Start of SUPPLIED DATA
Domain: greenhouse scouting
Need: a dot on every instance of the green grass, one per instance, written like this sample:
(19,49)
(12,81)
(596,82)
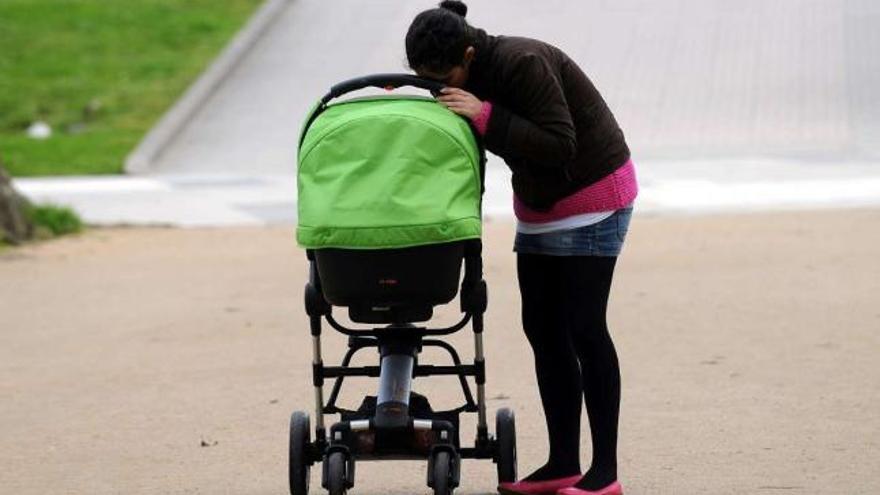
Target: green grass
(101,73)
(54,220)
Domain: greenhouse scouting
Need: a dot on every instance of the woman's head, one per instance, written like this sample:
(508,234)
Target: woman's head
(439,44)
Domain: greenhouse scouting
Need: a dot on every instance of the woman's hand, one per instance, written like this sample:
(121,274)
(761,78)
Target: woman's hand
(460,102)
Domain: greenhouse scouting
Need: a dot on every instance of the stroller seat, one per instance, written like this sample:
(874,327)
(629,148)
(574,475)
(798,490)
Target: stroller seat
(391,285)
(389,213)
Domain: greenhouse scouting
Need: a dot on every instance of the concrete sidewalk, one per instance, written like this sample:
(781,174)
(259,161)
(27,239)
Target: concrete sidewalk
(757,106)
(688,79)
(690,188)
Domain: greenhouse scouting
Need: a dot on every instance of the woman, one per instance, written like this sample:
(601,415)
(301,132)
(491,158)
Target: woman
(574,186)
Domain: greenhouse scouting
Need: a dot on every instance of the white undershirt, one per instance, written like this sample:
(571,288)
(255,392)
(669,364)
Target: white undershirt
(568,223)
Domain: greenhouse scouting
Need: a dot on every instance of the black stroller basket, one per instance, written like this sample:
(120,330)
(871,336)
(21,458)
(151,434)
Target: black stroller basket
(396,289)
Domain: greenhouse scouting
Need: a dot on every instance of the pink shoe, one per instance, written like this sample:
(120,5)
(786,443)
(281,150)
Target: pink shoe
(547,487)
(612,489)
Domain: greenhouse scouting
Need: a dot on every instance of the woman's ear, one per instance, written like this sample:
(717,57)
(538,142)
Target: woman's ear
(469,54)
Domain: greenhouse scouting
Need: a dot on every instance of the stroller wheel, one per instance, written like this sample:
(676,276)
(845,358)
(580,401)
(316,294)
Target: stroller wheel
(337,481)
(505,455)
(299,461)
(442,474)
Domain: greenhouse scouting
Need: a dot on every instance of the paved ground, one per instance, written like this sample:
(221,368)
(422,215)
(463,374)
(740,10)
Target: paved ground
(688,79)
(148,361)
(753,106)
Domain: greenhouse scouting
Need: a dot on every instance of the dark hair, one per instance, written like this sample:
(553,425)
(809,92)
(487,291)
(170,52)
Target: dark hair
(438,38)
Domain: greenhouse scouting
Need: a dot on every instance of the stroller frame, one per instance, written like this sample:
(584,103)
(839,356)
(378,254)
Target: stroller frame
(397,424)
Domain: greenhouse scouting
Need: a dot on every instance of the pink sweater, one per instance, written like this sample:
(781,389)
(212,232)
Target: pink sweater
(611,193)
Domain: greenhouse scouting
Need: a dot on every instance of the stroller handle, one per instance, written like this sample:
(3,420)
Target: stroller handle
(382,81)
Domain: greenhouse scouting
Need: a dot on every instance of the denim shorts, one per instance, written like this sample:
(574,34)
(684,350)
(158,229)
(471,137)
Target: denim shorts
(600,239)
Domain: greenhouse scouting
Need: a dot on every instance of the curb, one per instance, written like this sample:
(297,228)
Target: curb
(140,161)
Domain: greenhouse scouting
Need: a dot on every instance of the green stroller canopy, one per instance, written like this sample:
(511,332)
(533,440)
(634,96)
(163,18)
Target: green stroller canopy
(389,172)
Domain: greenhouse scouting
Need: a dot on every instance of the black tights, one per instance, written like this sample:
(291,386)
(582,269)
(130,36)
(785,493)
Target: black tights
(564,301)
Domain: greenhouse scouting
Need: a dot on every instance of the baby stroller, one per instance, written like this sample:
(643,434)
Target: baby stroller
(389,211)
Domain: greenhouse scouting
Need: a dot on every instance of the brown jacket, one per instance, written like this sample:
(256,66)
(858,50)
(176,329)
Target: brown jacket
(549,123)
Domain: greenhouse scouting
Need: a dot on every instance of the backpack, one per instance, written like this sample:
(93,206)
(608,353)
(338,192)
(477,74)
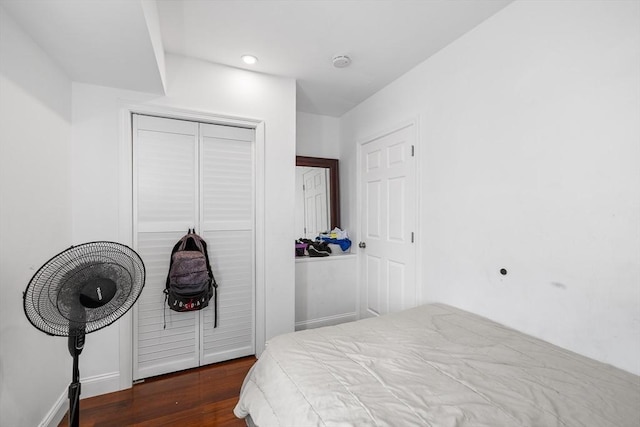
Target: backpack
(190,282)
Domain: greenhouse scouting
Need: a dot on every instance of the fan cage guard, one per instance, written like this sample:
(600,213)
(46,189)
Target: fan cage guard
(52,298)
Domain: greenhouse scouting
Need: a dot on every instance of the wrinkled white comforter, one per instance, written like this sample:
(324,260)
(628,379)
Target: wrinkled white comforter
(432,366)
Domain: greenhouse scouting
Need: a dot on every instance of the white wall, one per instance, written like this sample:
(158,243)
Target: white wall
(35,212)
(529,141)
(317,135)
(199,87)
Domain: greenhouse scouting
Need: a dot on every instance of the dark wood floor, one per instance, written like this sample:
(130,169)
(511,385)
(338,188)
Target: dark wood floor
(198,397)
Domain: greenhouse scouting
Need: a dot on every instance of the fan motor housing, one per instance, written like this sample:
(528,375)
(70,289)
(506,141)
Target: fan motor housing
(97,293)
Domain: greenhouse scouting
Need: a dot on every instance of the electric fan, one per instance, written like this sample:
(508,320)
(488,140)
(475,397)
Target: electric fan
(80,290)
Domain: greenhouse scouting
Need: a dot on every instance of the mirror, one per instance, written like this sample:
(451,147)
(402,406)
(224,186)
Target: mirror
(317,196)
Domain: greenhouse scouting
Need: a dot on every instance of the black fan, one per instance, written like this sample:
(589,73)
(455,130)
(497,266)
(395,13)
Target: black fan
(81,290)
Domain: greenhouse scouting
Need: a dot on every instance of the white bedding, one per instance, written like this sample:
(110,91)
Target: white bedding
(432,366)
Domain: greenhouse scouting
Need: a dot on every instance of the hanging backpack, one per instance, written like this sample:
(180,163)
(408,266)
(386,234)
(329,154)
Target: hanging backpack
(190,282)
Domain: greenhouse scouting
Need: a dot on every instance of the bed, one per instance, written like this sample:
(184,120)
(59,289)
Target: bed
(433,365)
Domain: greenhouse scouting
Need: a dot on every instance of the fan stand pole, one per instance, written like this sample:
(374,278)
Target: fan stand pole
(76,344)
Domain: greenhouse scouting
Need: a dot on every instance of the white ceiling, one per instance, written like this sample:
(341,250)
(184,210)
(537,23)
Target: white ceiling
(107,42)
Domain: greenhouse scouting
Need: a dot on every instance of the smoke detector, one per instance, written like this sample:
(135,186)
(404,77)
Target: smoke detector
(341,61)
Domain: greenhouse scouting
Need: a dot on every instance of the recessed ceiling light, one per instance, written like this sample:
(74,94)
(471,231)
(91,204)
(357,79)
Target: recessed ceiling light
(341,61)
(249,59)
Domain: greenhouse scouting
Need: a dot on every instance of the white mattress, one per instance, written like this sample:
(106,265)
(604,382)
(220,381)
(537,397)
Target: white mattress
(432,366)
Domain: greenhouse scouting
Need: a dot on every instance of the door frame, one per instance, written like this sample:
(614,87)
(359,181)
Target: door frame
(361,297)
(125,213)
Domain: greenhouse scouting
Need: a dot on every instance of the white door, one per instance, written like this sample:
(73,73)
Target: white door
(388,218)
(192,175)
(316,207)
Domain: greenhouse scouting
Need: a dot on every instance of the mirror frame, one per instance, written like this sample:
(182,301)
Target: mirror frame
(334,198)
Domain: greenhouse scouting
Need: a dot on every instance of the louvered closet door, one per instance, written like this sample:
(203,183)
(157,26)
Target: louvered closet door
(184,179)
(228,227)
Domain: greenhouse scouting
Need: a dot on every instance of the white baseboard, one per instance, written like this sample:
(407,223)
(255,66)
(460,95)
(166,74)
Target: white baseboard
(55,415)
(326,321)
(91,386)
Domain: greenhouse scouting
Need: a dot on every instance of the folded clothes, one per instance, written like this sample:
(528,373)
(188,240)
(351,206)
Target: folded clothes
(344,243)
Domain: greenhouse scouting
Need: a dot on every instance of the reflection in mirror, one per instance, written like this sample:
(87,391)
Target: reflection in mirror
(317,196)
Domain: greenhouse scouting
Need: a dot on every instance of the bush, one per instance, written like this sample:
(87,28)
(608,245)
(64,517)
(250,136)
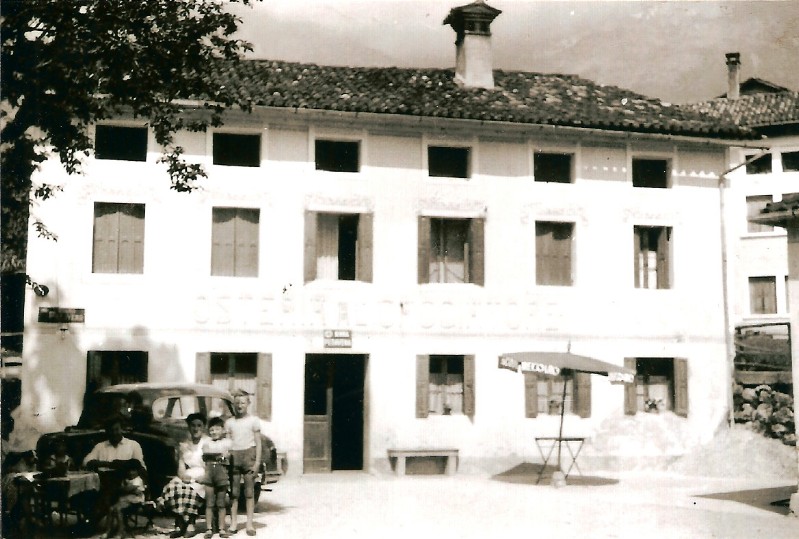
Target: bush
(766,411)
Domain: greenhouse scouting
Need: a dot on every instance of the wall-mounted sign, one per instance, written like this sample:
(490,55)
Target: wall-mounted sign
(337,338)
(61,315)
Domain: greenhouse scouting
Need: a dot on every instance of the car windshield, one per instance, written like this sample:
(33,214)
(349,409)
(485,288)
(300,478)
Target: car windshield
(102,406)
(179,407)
End of SUPPLIED DATA
Please transcribe exactly the lines above from the line that has "Need: a dot on every instance of the hanging" up to and including the line that has "Need: a dot on every instance of the bed, one"; no other line belongs in the answer.

Need: a dot on every instance of the hanging backpack, one per instance, written like this sample:
(180,163)
(408,266)
(386,234)
(329,154)
Target: hanging backpack
(190,282)
Domain: greenhouse scouting
Need: a dot on every instance of the bed, one per instance, written like this sample:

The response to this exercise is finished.